• **WHAT IS EXPECTED**: Output the entire passage below about precarious workers and the Renaissance Labor Union in Korea, reproducing it word for word.

## START PROVIDED TEXT

Therefore, occupational health and safety is our organsing issue with its link to food safety for consumers. If workers’ safety is at risk, food safety for the public will be in question. The right to freedom of association and collective bargaining is very important tool to help protecting workers and the public.
Ok-soon informed about the struggle at Hotel Renaissance Seoul and about legal framework in Korea:
Now I’d like to share a Korean case, which is based on the legal framework. Of course we don’t much rely on the legal framework but we can use it to organize workers in precarious work, especially women workers.
Recently we had a meaningful ruling from the Supreme Court declaring that in-house subcontracted workers are regarded as directly-employed workers by the primary company from the day after working for consecutive two years. It recognizes the primary company as the real employer and not as a subcontractor of the workers. This ruling will affect the manufacturing sector so that we can expect our affiliates to utilize it and expand their membership more as well as improving precarious workers’ working conditions.
Apart from that, I think this ruling will affect our members in Korea such as Renaissance Labor Union. I believe you know the Renaissance Labor Union’s case in Korea. Its membership is mainly women and they used to work in the hotel as housekeepers. Back in the late 2001, the housekeepers were outsourced as part of restructuring. Which meant the hotel’s restructuring attempt discriminated in the first place against women. After their jobs were outsourced, they received much lower wages under the subcontractor. In 2004, the Ministry of Labor ruled the hotel violated the law of protection for dispatched workers and so the hotel should re-hire those housekeepers as directly employed. But the hotel refused to accept and fired them as a retaliatory measure at the end of 2005.
From the beginning of 2006, they had been fighting for reinstatement for almost 5 years in front of the hotel, which resulted in their reinstatement as housekeepers. But they are still fighting against the hotel’s unfair treatment and for improving their working conditions and bridging the wage gap by using the legal framework. Their legal case is pending in the Supreme Court and the previous ruling for manufacturing workers will affect positively on the Renaissance Labor Union’s case. The reason why I mentioned this case might impact on whole sector as long as precarious workers exist.
Many women workers are suffering from their precarious status. I believe this ruling can give us access to women workers in precarious employment so we can organizing them effectively.

## END PROVIDED TEXT
## START MATERIAL SUPPLIED

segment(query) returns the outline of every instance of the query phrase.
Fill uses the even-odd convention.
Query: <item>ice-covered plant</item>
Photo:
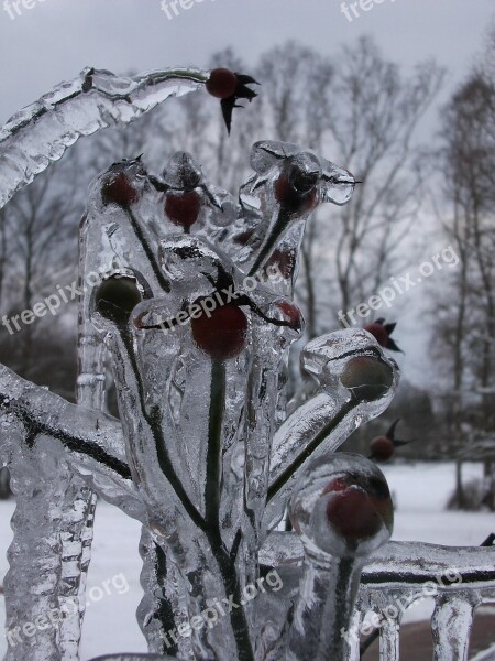
[[[169,96],[206,86],[230,128],[253,83],[227,69],[88,69],[3,128],[1,202],[79,136]],[[95,494],[143,525],[148,658],[344,658],[339,631],[392,506],[373,463],[333,453],[385,410],[398,370],[365,330],[314,339],[301,369],[316,391],[286,415],[305,225],[319,204],[349,202],[355,181],[283,142],[256,143],[251,166],[238,199],[182,152],[161,175],[140,159],[99,175],[80,227],[78,403],[0,367],[0,453],[18,501],[8,628],[63,614],[10,644],[9,661],[78,659]],[[120,420],[105,413],[107,358]],[[289,501],[296,532],[280,537]],[[297,535],[300,587],[279,567]]]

## END MATERIAL SUPPLIED

• **WRITTEN RESPONSE**:
Therefore, occupational health and safety is our organsing issue with its link to food safety for consumers. If workers’ safety is at risk, food safety for the public will be in question. The right to freedom of association and collective bargaining is very important tool to help protecting workers and the public.
Ok-soon informed about the struggle at Hotel Renaissance Seoul and about legal framework in Korea:
Now I’d like to share a Korean case, which is based on the legal framework. Of course we don’t much rely on the legal framework but we can use it to organize workers in precarious work, especially women workers.
Recently we had a meaningful ruling from the Supreme Court declaring that in-house subcontracted workers are regarded as directly-employed workers by the primary company from the day after working for consecutive two years. It recognizes the primary company as the real employer and not as a subcontractor of the workers. This ruling will affect the manufacturing sector so that we can expect our affiliates to utilize it and expand their membership more as well as improving precarious workers’ working conditions.
Apart from that, I think this ruling will affect our members in Korea such as Renaissance Labor Union. I believe you know the Renaissance Labor Union’s case in Korea. Its membership is mainly women and they used to work in the hotel as housekeepers. Back in the late 2001, the housekeepers were outsourced as part of restructuring. Which meant the hotel’s restructuring attempt discriminated in the first place against women. After their jobs were outsourced, they received much lower wages under the subcontractor. In 2004, the Ministry of Labor ruled the hotel violated the law of protection for dispatched workers and so the hotel should re-hire those housekeepers as directly employed. But the hotel refused to accept and fired them as a retaliatory measure at the end of 2005.
From the beginning of 2006, they had been fighting for reinstatement for almost 5 years in front of the hotel, which resulted in their reinstatement as housekeepers. But they are still fighting against the hotel’s unfair treatment and for improving their working conditions and bridging the wage gap by using the legal framework. Their legal case is pending in the Supreme Court and the previous ruling for manufacturing workers will affect positively on the Renaissance Labor Union’s case. The reason why I mentioned this case might impact on whole sector as long as precarious workers exist.
Many women workers are suffering from their precarious status. I believe this ruling can give us access to women workers in precarious employment so we can organizing them effectively.